» **Detalles del ejercicio**: ¿Puedes seguir escribiendo el texto sobre Antònia Font y Manel a partir de su última frase?

» **Texto proporcionado**:
◇ ◇ ◇ ◇ ◇ ◇ ◇
Con todo, tanto Antònia Font como Manel vinieron a rellenar un hueco que yo necesitaba en ese momento, y el regalo que me hicieron es mucho más que una serie de discos muy buenos que me han acompañado en todas y cada una de las aventuras que he emprendido. Lloré con Viure sense tu, cuando la letra tuvo un sentido real y físico; lloré con Wa Yeah!, me he emocionado escuchando Captatio miles de veces, y me he reído con la letra de Roma. Pero también me ha hervido la sangre de rabia con canciones como Corbelles o Cap per avall, y he tomado decisiones vitales y militantes al son de letras como Ofensiva Tutupà.
◇ ◇ ◇ ◇ ◇ ◇ ◇
[Extractos de un conjunto de datos de etiquetado de puntos]
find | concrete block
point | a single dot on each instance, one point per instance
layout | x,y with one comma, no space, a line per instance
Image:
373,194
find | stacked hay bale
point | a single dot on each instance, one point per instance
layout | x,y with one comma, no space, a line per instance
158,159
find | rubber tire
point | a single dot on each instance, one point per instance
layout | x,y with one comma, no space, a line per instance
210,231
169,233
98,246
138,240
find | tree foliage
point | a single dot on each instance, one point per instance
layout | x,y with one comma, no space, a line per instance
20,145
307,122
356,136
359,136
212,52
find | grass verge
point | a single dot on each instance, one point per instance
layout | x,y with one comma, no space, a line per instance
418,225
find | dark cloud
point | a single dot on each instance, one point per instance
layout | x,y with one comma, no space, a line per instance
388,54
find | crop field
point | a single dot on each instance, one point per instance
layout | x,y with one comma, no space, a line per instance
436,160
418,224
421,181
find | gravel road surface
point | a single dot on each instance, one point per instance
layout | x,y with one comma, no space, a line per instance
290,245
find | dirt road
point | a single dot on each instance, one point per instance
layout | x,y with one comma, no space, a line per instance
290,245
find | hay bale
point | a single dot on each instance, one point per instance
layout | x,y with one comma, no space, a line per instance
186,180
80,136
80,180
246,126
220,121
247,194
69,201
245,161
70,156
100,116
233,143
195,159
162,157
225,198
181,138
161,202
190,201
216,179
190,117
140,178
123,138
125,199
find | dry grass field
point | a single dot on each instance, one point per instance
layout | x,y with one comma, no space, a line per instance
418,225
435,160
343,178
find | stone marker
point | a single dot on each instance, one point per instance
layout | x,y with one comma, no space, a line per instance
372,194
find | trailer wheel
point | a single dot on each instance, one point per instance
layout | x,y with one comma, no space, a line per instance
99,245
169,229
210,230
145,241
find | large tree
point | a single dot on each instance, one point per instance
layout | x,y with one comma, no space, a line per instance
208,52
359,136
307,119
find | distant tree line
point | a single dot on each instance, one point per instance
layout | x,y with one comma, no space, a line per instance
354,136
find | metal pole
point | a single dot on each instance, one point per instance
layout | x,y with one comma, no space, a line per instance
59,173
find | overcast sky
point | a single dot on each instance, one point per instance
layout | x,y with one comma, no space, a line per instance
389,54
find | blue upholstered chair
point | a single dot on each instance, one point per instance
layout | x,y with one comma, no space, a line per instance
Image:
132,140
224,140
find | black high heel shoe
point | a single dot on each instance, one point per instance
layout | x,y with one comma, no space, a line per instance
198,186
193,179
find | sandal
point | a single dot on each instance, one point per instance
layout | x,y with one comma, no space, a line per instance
◇ ◇ ◇ ◇ ◇ ◇ ◇
» **Respuesta final**:
Con esto, lo que pretendo poner de manifiesto es que experimentar la música, muchas veces, nos cambia y nos transforma de formas que resulta imposible prever. Quien crea que la música solo es eso que escuchamos de fondo mientras hacemos cualquier otra cosa, está muy equivocado. Aunque pretendan quitarle el poder emocional y transformador que le es propio, la música —del tipo que sea— nos cambia y nos moldea y es fundamental en la construcción de nuestras propias identidades. Al menos, yo no lo concibo de ninguna otra manera, y es increíble la cantidad de cosas que he aprendido a través de, sencillamente, este ruido eterno que me lleva acompañando todo este tiempo y sin el que seria incapaz de explicarme, a mi mismo, el mundo que me rodea. Porque todo, siempre, está en alguna canción, incluso mi relación con mi tierra y mis raíces, tanto, que conseguí hacer mío algo que me era tan ajeno como una lengua que ni siquiera era capaz de hablar. Tal es el poder de todo esto. No lo desperdiciemos.
Encara que jo sigui un trol i ella una elfa de la nit, ens ha costat déu i ajuda arribar fins aquí.